━━━ SOURCE PASSAGE ━━━
At Padre Pio Academy in Shawnee, Kansas, Catholic education is being redefined. Students in kindergarten through ninth grade are taking Latin and advanced mathematics, and the school community prays together thrice daily.
Founded in 1999 by a handful of parents who had been homeschooling their children, the Padre Pio Academy now serves about 40 students in kindergarten through ninth grade with five full-time and three part-time teachers.
Kay O’Connor, a former Republican state senator, has been teaching a variety of subjects, including Latin, grammar, and reading, at the school for four years. Known in Kansas legislative circles as “the voucher lady” because of her strong support for school choice, O’Connor finds her work at Padre Pio rewarding.
“I love teaching, and I love teaching Latin,” O’Connor said, “and I love that our school requires this, and it’s one of the steps we are taking to having a truly classical curriculum.”
Padre Pio Academy is slowly evolving to a fully classical curriculum, said Principal Kevin McNeill, who emphasized the changes are incremental. Classical educational programs are each unique, but typically feature languages like Greek or Latin, coupled with a strong grammar program, logic and rhetoric instruction, and an interdisciplinary focus on the canon of the Western tradition.
━━━ DATASET ENTRIES ━━━
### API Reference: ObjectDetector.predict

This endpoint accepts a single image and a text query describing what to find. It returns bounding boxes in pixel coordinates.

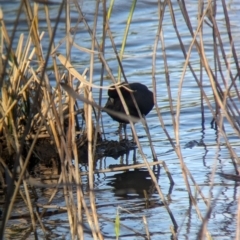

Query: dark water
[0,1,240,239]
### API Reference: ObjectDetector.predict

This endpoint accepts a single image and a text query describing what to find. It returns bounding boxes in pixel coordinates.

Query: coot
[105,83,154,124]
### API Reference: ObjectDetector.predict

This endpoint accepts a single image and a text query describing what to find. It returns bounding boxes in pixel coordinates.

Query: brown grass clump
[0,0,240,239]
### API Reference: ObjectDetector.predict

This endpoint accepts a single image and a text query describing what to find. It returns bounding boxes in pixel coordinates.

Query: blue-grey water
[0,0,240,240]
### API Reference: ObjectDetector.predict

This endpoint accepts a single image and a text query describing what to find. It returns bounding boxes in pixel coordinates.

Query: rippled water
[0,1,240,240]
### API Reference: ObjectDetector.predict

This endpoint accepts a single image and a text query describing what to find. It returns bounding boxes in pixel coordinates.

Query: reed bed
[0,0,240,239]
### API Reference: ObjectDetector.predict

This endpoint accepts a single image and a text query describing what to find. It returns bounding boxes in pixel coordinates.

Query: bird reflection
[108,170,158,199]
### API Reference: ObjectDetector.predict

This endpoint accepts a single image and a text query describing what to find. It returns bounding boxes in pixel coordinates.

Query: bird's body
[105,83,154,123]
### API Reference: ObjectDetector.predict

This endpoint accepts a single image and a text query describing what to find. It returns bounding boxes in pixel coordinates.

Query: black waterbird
━━━
━━━ DATASET ENTRIES ━━━
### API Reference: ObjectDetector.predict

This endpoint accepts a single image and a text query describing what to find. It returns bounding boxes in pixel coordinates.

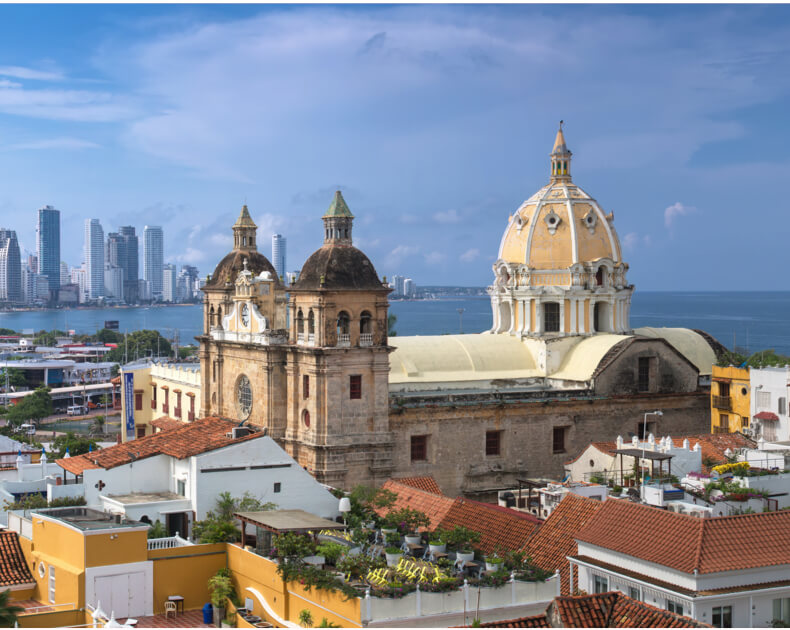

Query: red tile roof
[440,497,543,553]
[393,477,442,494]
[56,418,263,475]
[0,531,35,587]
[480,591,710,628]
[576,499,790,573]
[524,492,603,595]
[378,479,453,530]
━━━
━━━ DATASET ENTRIES ━━━
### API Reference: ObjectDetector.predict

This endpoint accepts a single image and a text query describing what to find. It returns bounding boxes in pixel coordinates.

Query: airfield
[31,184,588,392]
━━━
YOUR GOAL
Reproduce the entire passage about Padre Pio Academy word for word. The rows are not needed for anything here.

SOLVED PROBLEM
At Padre Pio Academy in Shawnee, Kansas, Catholic education is being redefined. Students in kindergarten through ninth grade are taking Latin and advanced mathematics, and the school community prays together thrice daily.
Founded in 1999 by a handful of parents who had been homeschooling their children, the Padre Pio Academy now serves about 40 students in kindergarten through ninth grade with five full-time and three part-time teachers.
Kay O’Connor, a former Republican state senator, has been teaching a variety of subjects, including Latin, grammar, and reading, at the school for four years. Known in Kansas legislative circles as “the voucher lady” because of her strong support for school choice, O’Connor finds her work at Padre Pio rewarding.
“I love teaching, and I love teaching Latin,” O’Connor said, “and I love that our school requires this, and it’s one of the steps we are taking to having a truly classical curriculum.”
Padre Pio Academy is slowly evolving to a fully classical curriculum, said Principal Kevin McNeill, who emphasized the changes are incremental. Classical educational programs are each unique, but typically feature languages like Greek or Latin, coupled with a strong grammar program, logic and rhetoric instruction, and an interdisciplinary focus on the canon of the Western tradition.